§ WHAT TO WORK ON: Each line of the data has to be transcribed exactly.

§ THE RECORDS:

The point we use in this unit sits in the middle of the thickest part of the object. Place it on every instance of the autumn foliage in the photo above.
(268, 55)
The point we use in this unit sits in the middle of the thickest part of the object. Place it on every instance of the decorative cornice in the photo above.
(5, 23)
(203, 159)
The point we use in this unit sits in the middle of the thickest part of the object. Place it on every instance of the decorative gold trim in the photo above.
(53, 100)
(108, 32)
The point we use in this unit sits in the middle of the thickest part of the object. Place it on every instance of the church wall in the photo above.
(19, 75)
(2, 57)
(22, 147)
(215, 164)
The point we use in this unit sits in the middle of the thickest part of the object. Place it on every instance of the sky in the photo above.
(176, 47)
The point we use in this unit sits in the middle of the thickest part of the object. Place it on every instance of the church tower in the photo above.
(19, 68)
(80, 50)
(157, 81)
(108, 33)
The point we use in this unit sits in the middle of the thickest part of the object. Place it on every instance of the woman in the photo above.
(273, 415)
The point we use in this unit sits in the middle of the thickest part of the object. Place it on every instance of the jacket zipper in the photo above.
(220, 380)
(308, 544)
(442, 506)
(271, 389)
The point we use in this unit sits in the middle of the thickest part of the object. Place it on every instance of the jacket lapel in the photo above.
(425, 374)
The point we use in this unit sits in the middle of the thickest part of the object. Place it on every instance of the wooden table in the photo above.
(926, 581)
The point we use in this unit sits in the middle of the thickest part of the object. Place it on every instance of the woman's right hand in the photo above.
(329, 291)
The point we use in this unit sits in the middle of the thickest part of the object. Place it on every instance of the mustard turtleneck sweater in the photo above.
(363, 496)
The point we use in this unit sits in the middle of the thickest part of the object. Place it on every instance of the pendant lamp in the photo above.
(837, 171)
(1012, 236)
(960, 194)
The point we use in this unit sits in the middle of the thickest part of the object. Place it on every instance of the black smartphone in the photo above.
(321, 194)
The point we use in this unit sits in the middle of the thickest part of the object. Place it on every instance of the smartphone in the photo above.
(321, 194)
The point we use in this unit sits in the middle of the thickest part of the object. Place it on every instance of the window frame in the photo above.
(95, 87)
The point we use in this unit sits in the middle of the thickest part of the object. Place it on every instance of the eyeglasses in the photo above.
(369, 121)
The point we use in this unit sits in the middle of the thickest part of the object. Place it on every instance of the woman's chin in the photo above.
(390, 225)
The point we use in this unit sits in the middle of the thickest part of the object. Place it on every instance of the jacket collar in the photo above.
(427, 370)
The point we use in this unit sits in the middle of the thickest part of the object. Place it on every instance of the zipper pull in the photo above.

§ RESULT OF THE EXERCISE:
The point we use in this unit sits in the middle of the thickest part of the object. Place it on every instance of the autumn foliage in the photo above.
(268, 55)
The point we use in this unit sits in the middle of the thickest part of the object. Place it on every instance of the decorative cornice in the photo above.
(5, 23)
(203, 159)
The point we use in this unit sits in the middle of the thickest part of the object. Place it on every instance of the decorative gold trim in the photo above.
(53, 100)
(108, 32)
The point we use in this unit sits in the middle of the thickest part of the object. Place it on every instance of the church wall in the photo above.
(19, 75)
(2, 57)
(22, 147)
(215, 164)
The point we use in this unit sits in the middle of the thickest part of the object. Place it on every instance of the sky in the photo above.
(176, 47)
The point we use in this unit sits in the middle of the thickest part of the object. Place it on every instance of the church tower in the photo above.
(19, 68)
(80, 50)
(157, 81)
(108, 33)
The point we use in this unit sits in the middle of the thickest part of the object. Place it on every instance of the woman in the photo above.
(273, 415)
The point we use in this unit sits in the middle of the thickest part of the object. Place it on every instance of the jacket zipper in the photo above.
(220, 380)
(308, 544)
(442, 506)
(271, 389)
The point we use in this unit sits in the middle of the thickest part of the object. Place it on every instance of the jacket lapel in the photo above.
(425, 374)
The point we use in this unit sits in the middle of the thickest part of the object. Place it on every instance of the wooden table in the photo above.
(926, 581)
The point we use in this unit sits in the middle of the thickest part of the object. Place it on every instance of the woman's right hand in the photo above.
(329, 291)
The point we use in this unit sits in the middle of the thickest part of the object. Place it on every instance of the mustard turtleneck sweater in the photo above.
(363, 496)
The point we use in this unit sits in the middle of the thickest part of the object. Place it on every instance of the pendant lamp in the photo above.
(837, 171)
(1012, 236)
(960, 194)
The point we use in this unit sits in the middle of the thickest part of the object. Place it on every instance of the black smartphone in the photo above.
(321, 194)
The point we use in this unit sits in the middle of the thickest part of the object. Place it on every instance of the smartphone in the photo above.
(321, 194)
The point we use in this unit sits in the middle of the thickest part of the object. Place it on every instance of the window frame in the photo above.
(95, 87)
The point we use in this unit sits in the middle of the thickest part of the object. Place it on every instance of the eyeglasses in the photo above.
(369, 121)
The point we use in this unit sits in the middle of the thickest part of the object. Place it on every instance of the woman's chin in the photo above.
(390, 225)
The point we use in this unit sits in the middle of the thickest part of the object. Place it on every instance of the jacket collar in the photo above.
(427, 370)
The point we use in this unit sits in the middle of the thickest part of the object. Place it on every instance of the zipper pull in the photo above.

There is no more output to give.